* PROBLEM TO WORK ON
Can you write out every row from the one containing "Where can the blue long-sleeve" down to the one containing "(1105, 798)", both included, with the request text unchanged and each coordinate in the answers multiplied by 1.9 and rounded to a whole number, halves rounding up?

GIVEN INFORMATION start

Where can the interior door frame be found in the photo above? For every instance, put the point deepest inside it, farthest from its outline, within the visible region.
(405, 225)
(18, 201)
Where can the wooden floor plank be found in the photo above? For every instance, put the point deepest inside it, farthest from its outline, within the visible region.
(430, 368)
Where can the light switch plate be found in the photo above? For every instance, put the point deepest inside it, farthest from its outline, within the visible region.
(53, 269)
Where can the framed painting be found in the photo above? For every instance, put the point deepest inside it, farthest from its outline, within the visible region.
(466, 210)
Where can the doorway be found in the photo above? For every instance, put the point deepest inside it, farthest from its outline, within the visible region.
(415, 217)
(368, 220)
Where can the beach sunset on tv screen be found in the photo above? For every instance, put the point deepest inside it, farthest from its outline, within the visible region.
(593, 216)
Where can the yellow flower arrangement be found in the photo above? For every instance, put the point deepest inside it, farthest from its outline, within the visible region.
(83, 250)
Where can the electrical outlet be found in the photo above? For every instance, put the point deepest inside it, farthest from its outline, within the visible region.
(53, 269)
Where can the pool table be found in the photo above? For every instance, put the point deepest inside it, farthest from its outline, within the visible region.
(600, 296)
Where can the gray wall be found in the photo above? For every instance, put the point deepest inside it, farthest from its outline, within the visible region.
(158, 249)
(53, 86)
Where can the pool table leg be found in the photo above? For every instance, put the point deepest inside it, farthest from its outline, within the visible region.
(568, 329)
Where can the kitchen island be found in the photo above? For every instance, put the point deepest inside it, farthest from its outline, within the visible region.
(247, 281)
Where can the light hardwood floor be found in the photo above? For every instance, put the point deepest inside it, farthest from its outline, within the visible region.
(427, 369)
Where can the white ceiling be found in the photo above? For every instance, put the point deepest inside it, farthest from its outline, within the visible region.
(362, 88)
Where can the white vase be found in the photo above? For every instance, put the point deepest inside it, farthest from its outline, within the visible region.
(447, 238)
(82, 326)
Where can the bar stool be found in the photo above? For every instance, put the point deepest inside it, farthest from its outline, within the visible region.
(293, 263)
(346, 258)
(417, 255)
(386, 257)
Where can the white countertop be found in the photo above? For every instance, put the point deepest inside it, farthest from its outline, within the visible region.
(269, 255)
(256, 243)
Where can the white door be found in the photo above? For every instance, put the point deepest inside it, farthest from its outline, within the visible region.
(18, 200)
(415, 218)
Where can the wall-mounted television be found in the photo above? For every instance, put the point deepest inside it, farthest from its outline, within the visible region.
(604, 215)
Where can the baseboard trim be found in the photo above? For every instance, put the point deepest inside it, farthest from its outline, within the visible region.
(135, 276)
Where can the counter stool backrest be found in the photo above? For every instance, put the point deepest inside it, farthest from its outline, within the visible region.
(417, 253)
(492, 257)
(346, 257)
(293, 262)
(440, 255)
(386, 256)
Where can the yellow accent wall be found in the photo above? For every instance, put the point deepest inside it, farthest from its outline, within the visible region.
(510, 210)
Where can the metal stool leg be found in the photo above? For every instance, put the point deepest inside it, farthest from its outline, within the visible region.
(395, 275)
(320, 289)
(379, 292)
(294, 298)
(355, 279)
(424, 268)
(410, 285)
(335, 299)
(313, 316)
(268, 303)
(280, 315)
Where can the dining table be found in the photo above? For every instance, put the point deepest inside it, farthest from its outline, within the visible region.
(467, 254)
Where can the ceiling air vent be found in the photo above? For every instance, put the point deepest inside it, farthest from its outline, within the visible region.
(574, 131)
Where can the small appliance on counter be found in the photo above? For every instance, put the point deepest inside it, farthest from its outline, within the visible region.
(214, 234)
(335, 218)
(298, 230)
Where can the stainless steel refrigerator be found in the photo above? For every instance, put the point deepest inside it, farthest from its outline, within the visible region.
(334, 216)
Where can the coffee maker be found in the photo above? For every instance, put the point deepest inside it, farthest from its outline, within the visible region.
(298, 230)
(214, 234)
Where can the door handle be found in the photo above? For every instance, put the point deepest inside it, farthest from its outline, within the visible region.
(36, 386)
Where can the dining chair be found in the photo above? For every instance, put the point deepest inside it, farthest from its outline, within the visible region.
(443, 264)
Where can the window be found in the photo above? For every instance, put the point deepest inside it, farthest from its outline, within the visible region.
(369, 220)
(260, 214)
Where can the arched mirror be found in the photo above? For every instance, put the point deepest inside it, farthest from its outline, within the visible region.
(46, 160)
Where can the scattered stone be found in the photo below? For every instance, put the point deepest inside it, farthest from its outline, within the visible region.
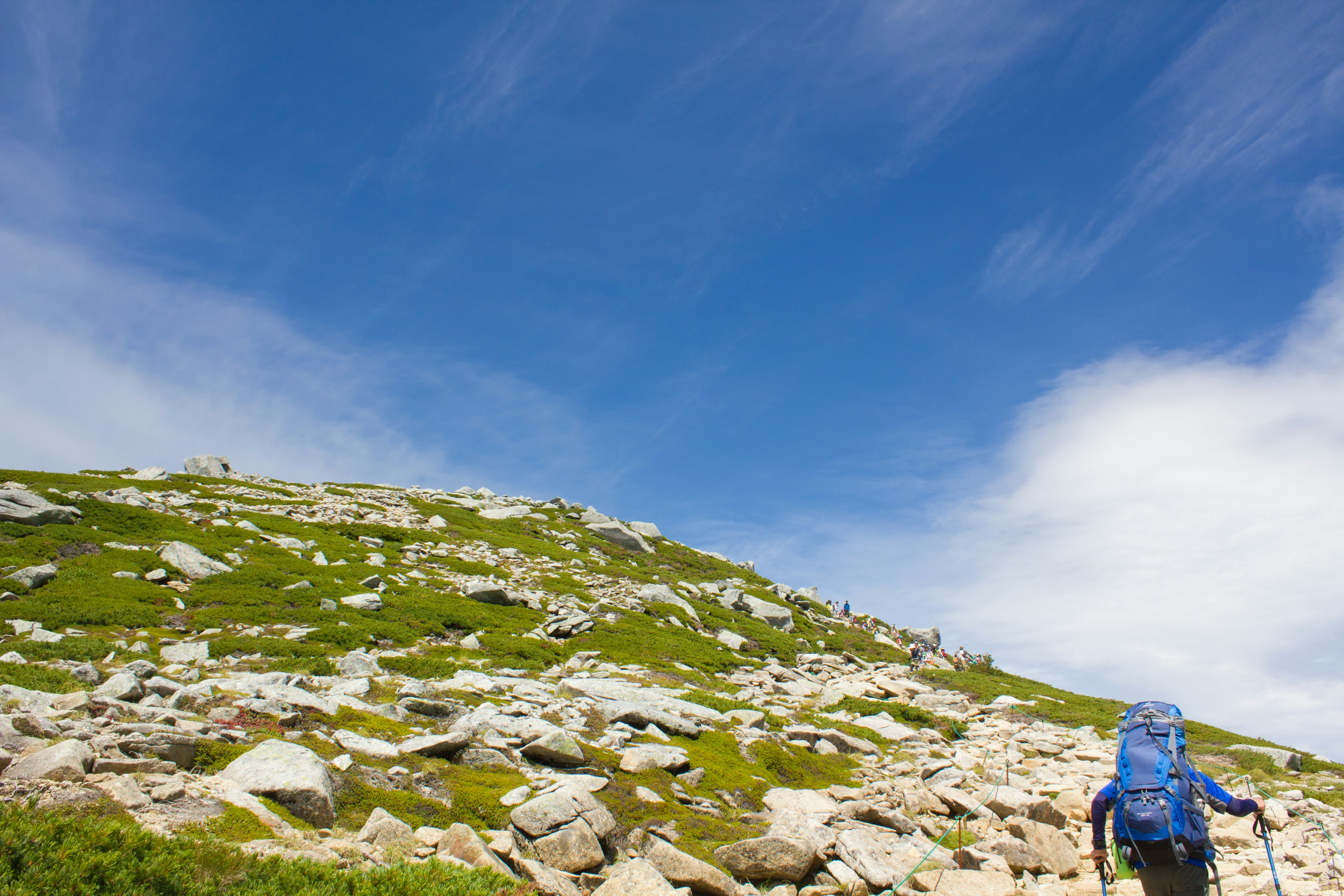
(490, 593)
(387, 832)
(292, 776)
(191, 562)
(1058, 855)
(371, 602)
(964, 883)
(687, 871)
(555, 749)
(19, 506)
(547, 880)
(35, 577)
(648, 757)
(465, 844)
(435, 745)
(124, 790)
(66, 761)
(768, 858)
(636, 878)
(186, 652)
(620, 537)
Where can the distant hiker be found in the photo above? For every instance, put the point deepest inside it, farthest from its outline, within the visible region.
(1159, 798)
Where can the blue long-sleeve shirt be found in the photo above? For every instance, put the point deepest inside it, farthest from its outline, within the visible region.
(1105, 798)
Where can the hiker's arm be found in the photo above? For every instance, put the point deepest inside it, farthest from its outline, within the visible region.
(1236, 805)
(1101, 804)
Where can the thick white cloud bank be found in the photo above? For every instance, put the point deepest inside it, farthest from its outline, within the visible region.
(1172, 527)
(1159, 527)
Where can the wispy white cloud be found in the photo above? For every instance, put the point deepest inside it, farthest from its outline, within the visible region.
(116, 366)
(1256, 84)
(916, 65)
(533, 51)
(1159, 526)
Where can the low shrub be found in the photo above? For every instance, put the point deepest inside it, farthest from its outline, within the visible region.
(69, 854)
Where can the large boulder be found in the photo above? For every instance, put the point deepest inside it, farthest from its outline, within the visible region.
(848, 743)
(18, 742)
(648, 757)
(292, 776)
(18, 506)
(572, 848)
(490, 593)
(358, 664)
(35, 578)
(547, 880)
(636, 878)
(768, 858)
(369, 746)
(963, 804)
(787, 822)
(643, 715)
(931, 637)
(186, 653)
(964, 883)
(1058, 855)
(769, 613)
(664, 594)
(687, 871)
(465, 844)
(386, 831)
(555, 749)
(193, 564)
(205, 465)
(870, 859)
(866, 812)
(620, 537)
(371, 602)
(66, 761)
(433, 708)
(124, 686)
(1006, 801)
(549, 812)
(803, 801)
(1019, 855)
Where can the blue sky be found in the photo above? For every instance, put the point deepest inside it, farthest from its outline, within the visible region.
(818, 285)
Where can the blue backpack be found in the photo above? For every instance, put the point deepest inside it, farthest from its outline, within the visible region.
(1159, 801)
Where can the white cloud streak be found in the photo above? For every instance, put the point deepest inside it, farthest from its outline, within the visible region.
(1159, 526)
(1256, 84)
(118, 366)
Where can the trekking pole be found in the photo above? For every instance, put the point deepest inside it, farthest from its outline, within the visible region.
(1261, 825)
(1261, 830)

GIVEN INFORMATION end

* COMPLETE ANSWER
Where can the blue long-sleeve shirt be found in the photo above? For every instance, put the point deepest inside it, farthest from its outline, within the visible region.
(2100, 1516)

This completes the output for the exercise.